• [Task directions]:
Output the records again verbatim.

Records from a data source
++++++

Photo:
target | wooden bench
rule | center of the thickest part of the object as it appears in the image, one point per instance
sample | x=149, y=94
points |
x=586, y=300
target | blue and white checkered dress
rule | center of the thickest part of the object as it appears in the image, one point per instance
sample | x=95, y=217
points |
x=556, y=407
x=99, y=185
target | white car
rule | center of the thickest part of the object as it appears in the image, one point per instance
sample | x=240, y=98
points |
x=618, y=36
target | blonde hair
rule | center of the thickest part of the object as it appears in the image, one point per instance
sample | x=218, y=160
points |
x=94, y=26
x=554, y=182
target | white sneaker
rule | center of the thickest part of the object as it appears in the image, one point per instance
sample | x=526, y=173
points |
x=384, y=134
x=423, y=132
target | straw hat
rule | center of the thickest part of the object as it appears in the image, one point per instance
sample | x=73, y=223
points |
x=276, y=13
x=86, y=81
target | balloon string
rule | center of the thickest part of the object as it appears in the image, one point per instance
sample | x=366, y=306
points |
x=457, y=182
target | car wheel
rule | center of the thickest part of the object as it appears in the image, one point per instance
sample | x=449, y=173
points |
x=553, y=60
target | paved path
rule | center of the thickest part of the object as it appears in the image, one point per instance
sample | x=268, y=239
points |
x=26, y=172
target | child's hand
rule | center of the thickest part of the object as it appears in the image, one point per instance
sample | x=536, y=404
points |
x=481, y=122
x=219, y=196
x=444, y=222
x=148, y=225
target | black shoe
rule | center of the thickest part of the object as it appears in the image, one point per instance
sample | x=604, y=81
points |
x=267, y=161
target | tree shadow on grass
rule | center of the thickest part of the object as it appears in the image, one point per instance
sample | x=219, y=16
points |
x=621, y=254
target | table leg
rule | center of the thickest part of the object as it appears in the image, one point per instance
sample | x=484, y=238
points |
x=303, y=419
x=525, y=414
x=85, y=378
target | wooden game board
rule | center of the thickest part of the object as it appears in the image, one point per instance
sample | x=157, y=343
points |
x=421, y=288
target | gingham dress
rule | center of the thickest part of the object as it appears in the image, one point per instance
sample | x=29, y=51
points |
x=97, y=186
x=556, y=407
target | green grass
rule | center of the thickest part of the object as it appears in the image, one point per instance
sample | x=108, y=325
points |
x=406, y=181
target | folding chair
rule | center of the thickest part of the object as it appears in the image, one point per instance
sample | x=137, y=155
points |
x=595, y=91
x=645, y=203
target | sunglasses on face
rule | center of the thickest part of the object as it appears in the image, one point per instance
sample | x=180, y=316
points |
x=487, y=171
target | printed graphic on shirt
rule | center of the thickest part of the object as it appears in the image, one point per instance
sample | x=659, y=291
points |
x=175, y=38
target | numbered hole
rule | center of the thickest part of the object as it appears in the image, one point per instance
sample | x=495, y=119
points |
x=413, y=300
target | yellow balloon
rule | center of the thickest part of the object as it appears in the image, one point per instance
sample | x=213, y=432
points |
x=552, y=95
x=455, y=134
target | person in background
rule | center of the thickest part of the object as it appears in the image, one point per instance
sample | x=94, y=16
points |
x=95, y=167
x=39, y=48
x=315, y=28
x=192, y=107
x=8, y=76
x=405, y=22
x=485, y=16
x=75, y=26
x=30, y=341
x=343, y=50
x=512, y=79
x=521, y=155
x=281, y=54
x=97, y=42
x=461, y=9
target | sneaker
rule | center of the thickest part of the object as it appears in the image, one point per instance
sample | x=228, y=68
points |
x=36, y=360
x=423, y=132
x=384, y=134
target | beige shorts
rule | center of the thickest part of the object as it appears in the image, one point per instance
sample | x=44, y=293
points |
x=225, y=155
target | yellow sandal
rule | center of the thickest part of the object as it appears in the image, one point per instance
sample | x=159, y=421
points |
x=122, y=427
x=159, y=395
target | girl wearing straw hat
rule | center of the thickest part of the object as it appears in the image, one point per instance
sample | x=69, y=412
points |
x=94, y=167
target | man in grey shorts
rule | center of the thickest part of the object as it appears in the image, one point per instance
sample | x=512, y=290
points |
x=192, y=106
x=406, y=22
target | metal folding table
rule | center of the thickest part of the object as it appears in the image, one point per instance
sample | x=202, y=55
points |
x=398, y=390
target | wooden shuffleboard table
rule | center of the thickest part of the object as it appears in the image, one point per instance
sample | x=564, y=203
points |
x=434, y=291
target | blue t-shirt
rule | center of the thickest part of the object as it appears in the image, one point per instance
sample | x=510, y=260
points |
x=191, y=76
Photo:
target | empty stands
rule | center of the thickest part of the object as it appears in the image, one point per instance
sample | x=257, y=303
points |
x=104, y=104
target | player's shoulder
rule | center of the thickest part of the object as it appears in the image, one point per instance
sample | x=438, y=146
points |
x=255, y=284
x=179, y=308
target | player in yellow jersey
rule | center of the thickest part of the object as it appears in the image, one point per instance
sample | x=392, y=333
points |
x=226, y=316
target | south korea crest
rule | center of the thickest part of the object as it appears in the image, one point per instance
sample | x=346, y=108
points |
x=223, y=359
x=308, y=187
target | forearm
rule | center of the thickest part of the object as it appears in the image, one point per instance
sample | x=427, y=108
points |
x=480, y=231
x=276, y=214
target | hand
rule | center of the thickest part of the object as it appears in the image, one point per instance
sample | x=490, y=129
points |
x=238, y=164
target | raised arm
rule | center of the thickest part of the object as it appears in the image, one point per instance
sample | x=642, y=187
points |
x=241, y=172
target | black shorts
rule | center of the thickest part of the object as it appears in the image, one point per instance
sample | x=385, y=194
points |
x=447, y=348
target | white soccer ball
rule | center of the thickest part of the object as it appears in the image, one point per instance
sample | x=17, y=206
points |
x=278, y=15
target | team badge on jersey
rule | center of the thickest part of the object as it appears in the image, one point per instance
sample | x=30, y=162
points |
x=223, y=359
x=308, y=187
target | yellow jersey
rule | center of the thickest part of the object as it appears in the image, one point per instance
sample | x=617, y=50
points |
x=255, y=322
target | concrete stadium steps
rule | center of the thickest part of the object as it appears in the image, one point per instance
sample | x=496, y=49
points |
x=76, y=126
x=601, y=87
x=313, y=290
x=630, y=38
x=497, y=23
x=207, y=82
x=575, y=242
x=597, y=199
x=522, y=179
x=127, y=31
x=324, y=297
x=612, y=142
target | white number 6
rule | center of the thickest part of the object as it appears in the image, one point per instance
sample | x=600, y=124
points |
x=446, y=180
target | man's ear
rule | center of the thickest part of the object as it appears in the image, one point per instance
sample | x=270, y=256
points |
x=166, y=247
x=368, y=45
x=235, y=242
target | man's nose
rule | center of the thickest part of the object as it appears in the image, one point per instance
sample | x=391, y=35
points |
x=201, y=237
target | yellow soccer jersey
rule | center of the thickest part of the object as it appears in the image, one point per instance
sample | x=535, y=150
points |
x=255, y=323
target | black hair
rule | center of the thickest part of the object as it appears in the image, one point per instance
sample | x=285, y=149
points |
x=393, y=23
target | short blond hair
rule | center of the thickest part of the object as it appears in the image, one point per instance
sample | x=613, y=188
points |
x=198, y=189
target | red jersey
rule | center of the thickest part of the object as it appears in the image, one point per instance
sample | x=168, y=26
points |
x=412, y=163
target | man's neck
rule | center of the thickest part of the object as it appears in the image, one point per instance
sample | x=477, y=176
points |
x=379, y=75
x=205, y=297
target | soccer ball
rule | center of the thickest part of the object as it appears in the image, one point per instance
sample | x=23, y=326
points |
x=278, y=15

++++++

• [Task output]:
Photo:
target | wooden bench
rule | center of the thickest part of the object as it appears in the image, one point per instance
sample | x=149, y=94
points |
x=586, y=300
target | blue and white checkered dress
rule | center of the thickest part of the object as it appears in the image, one point per instance
sample | x=95, y=217
points |
x=556, y=407
x=99, y=185
target | white car
rule | center of the thickest part of the object as it appears in the image, one point per instance
sample | x=240, y=98
points |
x=618, y=36
target | blonde hair
rule | center of the thickest part of the object as it appears in the image, one point per instance
sample | x=218, y=160
points |
x=94, y=26
x=554, y=182
target | white sneaker
rule | center of the thickest part of the object as it appears in the image, one point per instance
sample | x=526, y=173
points |
x=384, y=134
x=423, y=132
target | straw hat
rule | center of the thickest part of the object as it appears in the image, one point per instance
sample | x=73, y=223
points |
x=276, y=13
x=86, y=81
target | balloon string
rule | center of the thickest part of the object as it appears in the image, one point per instance
sample | x=366, y=306
points |
x=457, y=182
target | car wheel
rule | center of the thickest part of the object as it appears in the image, one point per instance
sample | x=449, y=173
points |
x=553, y=60
target | paved path
rule | center of the thickest part of the object as it appears in the image, one point per instance
sample | x=268, y=239
points |
x=26, y=172
target | child's hand
rule | center of the thickest part of the object as it appears in the image, one point per instance
sample | x=536, y=404
points |
x=481, y=122
x=219, y=196
x=444, y=222
x=148, y=225
target | black shoe
rule | center of the thickest part of the object as it appears in the image, one point per instance
sample | x=604, y=81
points |
x=267, y=161
target | tree shadow on grass
rule | center of the thickest part of the object as it appears in the image, one point per instance
sample | x=219, y=16
points |
x=621, y=254
target | table leg
rule | center of the thickest part of the object as it appears in the image, one point per instance
sample | x=484, y=238
points |
x=303, y=419
x=525, y=414
x=85, y=378
target | wooden game board
rule | center of the thickest part of the object as it appears in the image, one point per instance
sample | x=157, y=343
points |
x=421, y=288
target | gingham dress
rule | center of the thickest part of the object as it appears in the image, one point per instance
sample | x=29, y=51
points |
x=97, y=186
x=556, y=407
target | green grass
rule | center of the thickest part of the object as it appears in the image, one point per instance
sample | x=108, y=325
points |
x=406, y=181
target | folding chair
rule | center of the thickest part of the object as it appears in the image, one point per instance
sample | x=137, y=155
points |
x=595, y=91
x=645, y=203
target | sunglasses on face
rule | center of the thickest part of the object as it appears in the image, one point per instance
sample | x=180, y=316
points |
x=487, y=171
target | printed graphic on shirt
rule | center of the thickest part of the object as it appears in the image, one point per instance
sample | x=659, y=291
points |
x=175, y=38
target | numbered hole
rule | center of the thickest part of the object as it appears in the image, one point per instance
sample | x=495, y=119
points |
x=413, y=300
target | yellow balloon
rule | center of the thickest part of the object as it appears in the image, one point per instance
sample | x=213, y=432
points |
x=552, y=95
x=455, y=134
target | person in background
rule | center of the thickest part of the object as it appears in the image, one point per instance
sample | x=94, y=16
points |
x=95, y=167
x=39, y=48
x=315, y=28
x=192, y=107
x=8, y=76
x=405, y=22
x=485, y=16
x=75, y=26
x=30, y=341
x=343, y=50
x=512, y=79
x=521, y=155
x=281, y=54
x=97, y=42
x=461, y=9
target | sneaker
rule | center of the thickest part of the object as it appears in the image, one point per instance
sample | x=228, y=68
points |
x=36, y=360
x=423, y=132
x=384, y=134
target | beige shorts
rule | center of the thickest part of the object as it appears in the image, one point per instance
sample | x=44, y=293
points |
x=225, y=155
target | yellow sandal
rule | center of the thickest part of the object as it appears in the image, one point per instance
sample | x=159, y=421
points |
x=122, y=427
x=159, y=395
target | girl wearing straw hat
rule | center of the thickest part of the object as it appears in the image, one point per instance
sample | x=69, y=412
points |
x=94, y=167
target | man in grey shorts
rule | center of the thickest part of the object as it appears in the image, one point per instance
sample | x=512, y=290
points |
x=192, y=106
x=406, y=22
target | metal folding table
rule | center of the thickest part of the object as it appears in the image, one point per instance
sample | x=202, y=55
points |
x=398, y=390
target | wooden shuffleboard table
rule | center of the thickest part of the object as it appears in the image, one point per instance
sample | x=564, y=203
points |
x=434, y=291
target | blue t-shirt
rule | center of the thickest part of the object as it appears in the image, one point per instance
sample | x=510, y=260
points |
x=191, y=76
Photo:
target | empty stands
rule | center of the thickest part of the object as it appears in the image, one point per instance
sample | x=257, y=303
points |
x=104, y=104
target | player's shoulder
rule | center of the thickest part of the object as it appears in the image, one point per instance
sample | x=438, y=146
points |
x=255, y=284
x=179, y=308
target | player in yellow jersey
rule | center of the thickest part of the object as it appears in the image, one point per instance
sample | x=392, y=333
points |
x=226, y=316
target | south korea crest
rule | center of the thickest part of the object as it appears in the image, one point per instance
sample | x=346, y=108
points |
x=223, y=359
x=308, y=187
target | forearm
rule | center of the thickest part of the object as it appears in the image, one point per instance
sample | x=427, y=108
points |
x=480, y=231
x=276, y=214
target | hand
rule | center of the thickest part of the object as it appears in the image, one point per instance
sample | x=490, y=129
points |
x=238, y=164
target | raised arm
rule | center of the thickest part of the object as it appears in the image, one point per instance
sample | x=642, y=187
points |
x=241, y=172
target | black shorts
rule | center of the thickest part of the object as it appears in the image, one point per instance
sample | x=385, y=194
points |
x=447, y=348
target | white soccer ball
rule | center of the thickest part of the object as it appears in the image, one point per instance
sample | x=17, y=206
points |
x=278, y=15
target | team badge on jersey
rule | center of the thickest part of the object as it appears in the image, one point per instance
sample | x=30, y=162
points |
x=223, y=359
x=308, y=187
target | yellow jersey
rule | center of the thickest part of the object as it appears in the image, one point per instance
sample | x=617, y=50
points |
x=255, y=322
target | concrete stadium steps
rule | center of the thickest part of the object as it appears in the image, one point per instance
sample | x=496, y=49
points |
x=76, y=126
x=601, y=87
x=313, y=290
x=630, y=38
x=497, y=23
x=207, y=82
x=575, y=242
x=597, y=199
x=522, y=179
x=127, y=31
x=324, y=297
x=612, y=142
target | white number 6
rule | center of the thickest part of the object as it appears in the image, one point per instance
sample | x=600, y=124
points |
x=446, y=180
target | man's ear
rule | center of the thickest part of the object as it appears in the image, one point per instance
sample | x=270, y=256
points |
x=166, y=247
x=368, y=45
x=235, y=242
target | man's nose
rule | center of the thickest part of the object as it appears in the image, one point per instance
sample | x=391, y=35
points |
x=201, y=237
target | yellow soccer jersey
rule | center of the thickest part of the object as it appears in the image, one point per instance
sample | x=535, y=150
points |
x=255, y=323
target | black hair
rule | center of the thickest part of the object as it appears in the image, one point per instance
sample | x=285, y=149
points |
x=393, y=23
target | short blond hair
rule | center of the thickest part of the object as it appears in the image, one point per instance
sample | x=613, y=188
points |
x=198, y=189
target | red jersey
rule | center of the thickest part of the object as it appears in the image, one point per instance
sample | x=168, y=26
points |
x=412, y=163
target | man's neck
rule | center of the thickest part of the object as it appears in the image, one point per instance
sample | x=477, y=176
points |
x=379, y=75
x=205, y=297
target | soccer ball
rule | center of the thickest part of the object as it appears in the image, one point per instance
sample | x=23, y=326
points |
x=278, y=15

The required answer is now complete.